◆ What to do
Report only the number of lines in the rows below that contain the string "concrete". Matching is case-sensitive.

--- START Information supplied ---

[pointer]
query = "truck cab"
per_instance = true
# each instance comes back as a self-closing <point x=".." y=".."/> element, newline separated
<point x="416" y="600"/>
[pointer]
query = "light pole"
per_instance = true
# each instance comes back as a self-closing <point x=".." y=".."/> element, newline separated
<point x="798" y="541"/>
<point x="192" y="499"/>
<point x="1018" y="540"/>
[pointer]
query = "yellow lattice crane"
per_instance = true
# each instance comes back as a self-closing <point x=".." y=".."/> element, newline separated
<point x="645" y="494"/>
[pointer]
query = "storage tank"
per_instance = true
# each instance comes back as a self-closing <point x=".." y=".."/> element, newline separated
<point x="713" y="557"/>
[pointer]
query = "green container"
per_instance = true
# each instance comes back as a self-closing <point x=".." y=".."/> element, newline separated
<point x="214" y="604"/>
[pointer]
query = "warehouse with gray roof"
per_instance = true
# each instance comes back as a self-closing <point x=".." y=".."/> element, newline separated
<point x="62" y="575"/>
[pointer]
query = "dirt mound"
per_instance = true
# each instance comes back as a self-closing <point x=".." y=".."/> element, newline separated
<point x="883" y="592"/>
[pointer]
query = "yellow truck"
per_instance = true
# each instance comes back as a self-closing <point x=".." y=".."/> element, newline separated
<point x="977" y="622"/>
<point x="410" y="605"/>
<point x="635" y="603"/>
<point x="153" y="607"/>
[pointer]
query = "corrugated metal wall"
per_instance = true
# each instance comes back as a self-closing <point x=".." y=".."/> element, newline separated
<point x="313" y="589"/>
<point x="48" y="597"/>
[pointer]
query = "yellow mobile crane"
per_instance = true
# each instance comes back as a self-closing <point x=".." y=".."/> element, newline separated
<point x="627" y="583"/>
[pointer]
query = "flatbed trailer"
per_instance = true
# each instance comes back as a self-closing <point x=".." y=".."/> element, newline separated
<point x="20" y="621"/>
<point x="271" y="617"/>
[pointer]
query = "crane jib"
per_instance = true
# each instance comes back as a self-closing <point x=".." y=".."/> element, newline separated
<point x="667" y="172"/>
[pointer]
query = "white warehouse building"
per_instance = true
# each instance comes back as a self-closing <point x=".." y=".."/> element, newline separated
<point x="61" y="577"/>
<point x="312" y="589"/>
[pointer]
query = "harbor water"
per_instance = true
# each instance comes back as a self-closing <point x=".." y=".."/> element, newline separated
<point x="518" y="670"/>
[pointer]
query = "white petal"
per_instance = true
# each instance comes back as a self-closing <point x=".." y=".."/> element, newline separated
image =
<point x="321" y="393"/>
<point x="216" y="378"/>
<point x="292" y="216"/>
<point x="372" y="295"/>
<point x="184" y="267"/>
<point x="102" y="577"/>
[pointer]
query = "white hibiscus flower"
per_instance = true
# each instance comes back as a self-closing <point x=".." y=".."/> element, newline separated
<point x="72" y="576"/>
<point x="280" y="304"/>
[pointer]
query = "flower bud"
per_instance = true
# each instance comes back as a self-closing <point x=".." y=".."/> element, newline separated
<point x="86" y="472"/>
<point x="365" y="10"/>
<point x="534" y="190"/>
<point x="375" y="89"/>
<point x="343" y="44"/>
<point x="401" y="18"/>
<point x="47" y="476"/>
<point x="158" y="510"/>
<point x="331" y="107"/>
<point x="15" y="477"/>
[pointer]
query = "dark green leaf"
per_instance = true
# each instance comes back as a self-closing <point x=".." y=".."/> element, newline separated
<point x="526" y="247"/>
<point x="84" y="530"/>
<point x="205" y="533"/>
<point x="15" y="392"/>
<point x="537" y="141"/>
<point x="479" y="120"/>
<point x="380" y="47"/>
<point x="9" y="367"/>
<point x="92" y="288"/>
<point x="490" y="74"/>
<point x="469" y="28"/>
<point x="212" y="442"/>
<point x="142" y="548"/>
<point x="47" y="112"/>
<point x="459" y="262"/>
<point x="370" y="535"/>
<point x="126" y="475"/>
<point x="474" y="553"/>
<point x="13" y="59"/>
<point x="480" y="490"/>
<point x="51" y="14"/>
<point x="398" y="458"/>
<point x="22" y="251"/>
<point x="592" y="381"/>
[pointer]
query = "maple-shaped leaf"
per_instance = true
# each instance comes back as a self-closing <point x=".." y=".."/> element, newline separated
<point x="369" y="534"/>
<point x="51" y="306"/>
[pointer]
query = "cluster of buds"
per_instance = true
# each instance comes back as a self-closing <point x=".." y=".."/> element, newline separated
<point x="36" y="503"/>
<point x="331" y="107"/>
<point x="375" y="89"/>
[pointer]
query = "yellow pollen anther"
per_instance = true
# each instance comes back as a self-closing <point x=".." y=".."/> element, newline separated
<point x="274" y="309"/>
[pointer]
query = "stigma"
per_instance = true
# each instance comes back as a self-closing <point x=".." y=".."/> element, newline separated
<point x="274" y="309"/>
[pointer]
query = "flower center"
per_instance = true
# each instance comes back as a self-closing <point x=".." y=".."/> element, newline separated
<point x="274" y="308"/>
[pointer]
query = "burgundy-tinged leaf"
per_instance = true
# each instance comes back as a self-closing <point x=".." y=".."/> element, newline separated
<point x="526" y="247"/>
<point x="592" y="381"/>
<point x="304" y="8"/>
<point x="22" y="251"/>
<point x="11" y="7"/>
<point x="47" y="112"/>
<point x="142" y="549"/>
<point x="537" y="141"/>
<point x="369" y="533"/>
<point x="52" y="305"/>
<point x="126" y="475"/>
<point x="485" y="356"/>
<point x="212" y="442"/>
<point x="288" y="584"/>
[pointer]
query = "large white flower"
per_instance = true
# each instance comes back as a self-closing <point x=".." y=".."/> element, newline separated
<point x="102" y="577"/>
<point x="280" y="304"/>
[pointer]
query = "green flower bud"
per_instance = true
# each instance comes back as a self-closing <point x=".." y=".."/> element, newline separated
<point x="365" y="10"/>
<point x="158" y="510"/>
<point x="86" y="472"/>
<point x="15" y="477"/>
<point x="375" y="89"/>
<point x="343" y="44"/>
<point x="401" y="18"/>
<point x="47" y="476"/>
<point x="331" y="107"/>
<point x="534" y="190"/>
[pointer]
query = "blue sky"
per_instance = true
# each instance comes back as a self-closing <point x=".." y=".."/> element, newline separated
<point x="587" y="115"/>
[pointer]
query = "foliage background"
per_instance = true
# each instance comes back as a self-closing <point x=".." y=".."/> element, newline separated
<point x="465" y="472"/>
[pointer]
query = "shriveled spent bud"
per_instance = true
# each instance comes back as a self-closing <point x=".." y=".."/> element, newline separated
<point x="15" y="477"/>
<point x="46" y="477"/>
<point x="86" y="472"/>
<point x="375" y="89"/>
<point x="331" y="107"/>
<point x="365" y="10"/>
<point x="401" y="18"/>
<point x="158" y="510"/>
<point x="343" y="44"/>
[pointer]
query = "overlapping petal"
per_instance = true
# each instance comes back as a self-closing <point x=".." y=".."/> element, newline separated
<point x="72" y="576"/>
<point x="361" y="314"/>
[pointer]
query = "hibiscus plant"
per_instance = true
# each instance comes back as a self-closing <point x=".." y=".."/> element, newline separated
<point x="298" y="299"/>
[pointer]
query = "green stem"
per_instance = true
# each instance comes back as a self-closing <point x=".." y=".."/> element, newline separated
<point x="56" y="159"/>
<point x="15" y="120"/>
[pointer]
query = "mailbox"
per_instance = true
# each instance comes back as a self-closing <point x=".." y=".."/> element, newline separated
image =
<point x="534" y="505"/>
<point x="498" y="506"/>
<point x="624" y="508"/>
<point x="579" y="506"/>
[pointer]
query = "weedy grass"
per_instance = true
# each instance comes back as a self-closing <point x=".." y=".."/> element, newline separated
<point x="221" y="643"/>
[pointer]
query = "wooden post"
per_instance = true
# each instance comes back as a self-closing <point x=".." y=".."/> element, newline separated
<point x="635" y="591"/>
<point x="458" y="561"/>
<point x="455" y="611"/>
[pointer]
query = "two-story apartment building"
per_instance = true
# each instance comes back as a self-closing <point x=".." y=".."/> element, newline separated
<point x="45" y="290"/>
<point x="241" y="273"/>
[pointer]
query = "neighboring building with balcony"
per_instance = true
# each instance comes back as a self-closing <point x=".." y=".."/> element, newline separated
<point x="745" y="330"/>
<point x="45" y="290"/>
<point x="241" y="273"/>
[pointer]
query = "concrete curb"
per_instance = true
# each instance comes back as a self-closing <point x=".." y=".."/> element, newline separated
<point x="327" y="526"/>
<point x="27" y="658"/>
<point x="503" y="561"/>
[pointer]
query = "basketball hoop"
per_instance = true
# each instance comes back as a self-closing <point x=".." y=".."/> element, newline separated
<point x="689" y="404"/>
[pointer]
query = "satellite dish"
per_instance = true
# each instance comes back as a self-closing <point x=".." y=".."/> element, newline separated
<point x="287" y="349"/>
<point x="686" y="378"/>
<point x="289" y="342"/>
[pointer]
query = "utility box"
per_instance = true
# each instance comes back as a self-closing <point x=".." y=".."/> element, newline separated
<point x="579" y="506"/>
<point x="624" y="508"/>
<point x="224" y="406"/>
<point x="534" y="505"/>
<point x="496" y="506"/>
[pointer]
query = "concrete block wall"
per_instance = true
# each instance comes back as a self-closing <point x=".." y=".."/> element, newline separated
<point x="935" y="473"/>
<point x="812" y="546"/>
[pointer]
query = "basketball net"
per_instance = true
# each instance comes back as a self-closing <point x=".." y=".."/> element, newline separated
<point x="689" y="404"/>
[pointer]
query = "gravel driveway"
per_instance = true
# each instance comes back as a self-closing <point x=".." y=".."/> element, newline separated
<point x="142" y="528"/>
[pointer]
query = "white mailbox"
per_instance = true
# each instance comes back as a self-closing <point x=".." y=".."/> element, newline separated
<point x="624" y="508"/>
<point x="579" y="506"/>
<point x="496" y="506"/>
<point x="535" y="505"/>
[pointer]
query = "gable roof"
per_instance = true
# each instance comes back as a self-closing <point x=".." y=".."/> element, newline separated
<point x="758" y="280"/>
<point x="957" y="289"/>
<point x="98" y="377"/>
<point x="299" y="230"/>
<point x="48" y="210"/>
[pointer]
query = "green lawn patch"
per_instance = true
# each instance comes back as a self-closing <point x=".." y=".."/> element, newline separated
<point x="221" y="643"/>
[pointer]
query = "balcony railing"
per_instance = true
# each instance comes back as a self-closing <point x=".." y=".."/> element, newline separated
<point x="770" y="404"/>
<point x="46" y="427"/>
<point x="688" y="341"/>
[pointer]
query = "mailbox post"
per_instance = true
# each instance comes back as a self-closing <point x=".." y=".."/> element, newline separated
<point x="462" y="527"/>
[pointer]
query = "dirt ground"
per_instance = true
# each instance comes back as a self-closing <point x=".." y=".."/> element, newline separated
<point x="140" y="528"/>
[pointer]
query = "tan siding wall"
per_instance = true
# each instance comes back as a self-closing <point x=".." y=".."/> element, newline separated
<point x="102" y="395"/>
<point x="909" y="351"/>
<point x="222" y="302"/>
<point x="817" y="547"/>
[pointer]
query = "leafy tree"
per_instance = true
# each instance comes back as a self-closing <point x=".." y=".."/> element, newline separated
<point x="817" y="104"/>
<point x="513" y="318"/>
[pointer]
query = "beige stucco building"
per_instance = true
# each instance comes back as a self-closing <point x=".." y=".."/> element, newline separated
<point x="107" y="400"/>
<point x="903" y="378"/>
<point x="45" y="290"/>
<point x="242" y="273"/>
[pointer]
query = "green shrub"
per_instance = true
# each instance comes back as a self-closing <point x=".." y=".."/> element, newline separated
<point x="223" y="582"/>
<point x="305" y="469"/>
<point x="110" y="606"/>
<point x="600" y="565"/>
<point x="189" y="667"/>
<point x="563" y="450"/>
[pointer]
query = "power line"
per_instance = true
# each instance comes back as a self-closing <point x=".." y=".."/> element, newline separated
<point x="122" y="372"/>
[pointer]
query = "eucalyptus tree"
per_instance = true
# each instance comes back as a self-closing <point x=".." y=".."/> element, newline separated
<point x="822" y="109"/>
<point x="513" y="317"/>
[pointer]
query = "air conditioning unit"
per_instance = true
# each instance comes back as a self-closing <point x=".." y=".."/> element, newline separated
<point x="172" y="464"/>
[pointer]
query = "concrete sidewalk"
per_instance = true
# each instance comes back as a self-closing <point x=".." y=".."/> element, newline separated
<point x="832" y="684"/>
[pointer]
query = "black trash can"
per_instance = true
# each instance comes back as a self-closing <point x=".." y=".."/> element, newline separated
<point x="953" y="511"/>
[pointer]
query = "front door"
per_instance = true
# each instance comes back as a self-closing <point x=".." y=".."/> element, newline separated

--- END Information supplied ---

◆ Complete output
3